■ Goal of the exercise
What lines below contain the word "mountain"? Please pull each one out.

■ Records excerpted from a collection
>>>
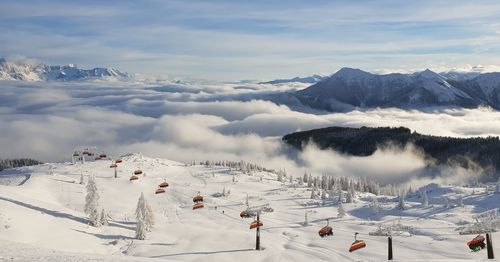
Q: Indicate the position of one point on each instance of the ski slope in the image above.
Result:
(41, 217)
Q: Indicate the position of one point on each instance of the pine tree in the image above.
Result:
(313, 194)
(425, 200)
(144, 213)
(140, 230)
(92, 202)
(341, 211)
(460, 201)
(94, 219)
(104, 218)
(401, 202)
(375, 207)
(349, 197)
(323, 194)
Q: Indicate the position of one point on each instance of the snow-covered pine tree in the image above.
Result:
(144, 213)
(375, 206)
(92, 202)
(104, 218)
(313, 193)
(140, 230)
(280, 176)
(425, 200)
(341, 211)
(349, 197)
(401, 201)
(94, 219)
(340, 194)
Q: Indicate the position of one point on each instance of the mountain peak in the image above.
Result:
(10, 70)
(351, 73)
(429, 74)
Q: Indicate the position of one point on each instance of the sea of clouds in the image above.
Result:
(185, 122)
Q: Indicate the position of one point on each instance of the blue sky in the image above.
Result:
(234, 40)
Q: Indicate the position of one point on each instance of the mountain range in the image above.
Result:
(42, 72)
(306, 80)
(350, 88)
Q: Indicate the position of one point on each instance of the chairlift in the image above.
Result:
(357, 244)
(477, 243)
(256, 224)
(198, 198)
(247, 214)
(198, 206)
(326, 230)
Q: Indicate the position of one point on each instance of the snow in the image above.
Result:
(43, 218)
(42, 72)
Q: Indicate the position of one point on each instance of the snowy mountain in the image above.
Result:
(42, 72)
(306, 80)
(353, 88)
(53, 196)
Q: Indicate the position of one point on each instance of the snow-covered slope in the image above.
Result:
(42, 219)
(353, 88)
(42, 72)
(306, 80)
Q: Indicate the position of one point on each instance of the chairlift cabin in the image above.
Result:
(256, 224)
(477, 243)
(326, 230)
(197, 199)
(198, 206)
(247, 214)
(357, 244)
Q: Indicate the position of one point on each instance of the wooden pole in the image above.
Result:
(389, 242)
(257, 239)
(489, 246)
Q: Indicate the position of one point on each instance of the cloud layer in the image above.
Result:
(47, 121)
(234, 40)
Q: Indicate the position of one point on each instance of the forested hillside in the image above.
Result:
(10, 163)
(364, 141)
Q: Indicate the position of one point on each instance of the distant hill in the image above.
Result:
(364, 141)
(350, 88)
(41, 72)
(12, 163)
(306, 80)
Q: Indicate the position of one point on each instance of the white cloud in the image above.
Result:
(47, 121)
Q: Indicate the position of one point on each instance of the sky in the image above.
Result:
(261, 39)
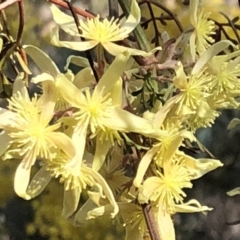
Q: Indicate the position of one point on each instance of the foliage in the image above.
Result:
(120, 134)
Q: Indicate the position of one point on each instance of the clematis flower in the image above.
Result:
(50, 72)
(26, 128)
(101, 112)
(97, 31)
(165, 191)
(166, 188)
(201, 38)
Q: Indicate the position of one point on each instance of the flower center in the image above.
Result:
(101, 31)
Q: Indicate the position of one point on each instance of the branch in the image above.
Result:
(79, 11)
(7, 3)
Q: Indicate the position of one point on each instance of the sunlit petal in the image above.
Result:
(38, 183)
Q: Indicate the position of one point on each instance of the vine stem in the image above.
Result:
(7, 3)
(150, 221)
(79, 11)
(88, 54)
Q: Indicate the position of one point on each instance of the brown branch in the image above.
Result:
(150, 221)
(7, 3)
(79, 11)
(21, 23)
(88, 54)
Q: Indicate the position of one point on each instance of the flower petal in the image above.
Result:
(189, 207)
(116, 49)
(209, 54)
(4, 142)
(199, 167)
(82, 214)
(133, 18)
(69, 92)
(84, 78)
(19, 86)
(63, 142)
(21, 181)
(107, 191)
(143, 166)
(234, 192)
(165, 225)
(70, 201)
(38, 183)
(112, 75)
(102, 148)
(127, 122)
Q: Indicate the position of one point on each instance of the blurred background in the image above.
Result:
(40, 218)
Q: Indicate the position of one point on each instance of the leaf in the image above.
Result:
(43, 61)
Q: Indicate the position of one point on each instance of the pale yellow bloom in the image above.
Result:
(192, 90)
(27, 130)
(97, 31)
(101, 112)
(166, 188)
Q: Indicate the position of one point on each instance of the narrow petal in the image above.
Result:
(165, 225)
(42, 78)
(209, 54)
(112, 75)
(69, 92)
(107, 191)
(8, 118)
(127, 122)
(78, 46)
(84, 78)
(133, 18)
(4, 142)
(70, 201)
(234, 192)
(43, 61)
(191, 206)
(162, 113)
(21, 181)
(115, 50)
(38, 183)
(143, 166)
(234, 122)
(199, 167)
(193, 8)
(77, 60)
(63, 142)
(19, 86)
(102, 148)
(82, 214)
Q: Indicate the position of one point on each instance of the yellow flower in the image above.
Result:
(75, 177)
(166, 188)
(192, 90)
(203, 28)
(97, 31)
(225, 72)
(26, 128)
(101, 111)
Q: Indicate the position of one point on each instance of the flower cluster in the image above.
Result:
(125, 148)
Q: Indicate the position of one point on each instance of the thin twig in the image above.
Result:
(88, 55)
(8, 3)
(79, 11)
(151, 223)
(154, 24)
(232, 26)
(156, 3)
(21, 23)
<<<
■ Response area
Q: Indicate the position of one point on each instance of the mountain peak in the image above.
Q: Indicate the position of one point on each instance of the mountain range in the image above.
Q: Indicate the position of one point on each instance of the snowy mountain in the image above.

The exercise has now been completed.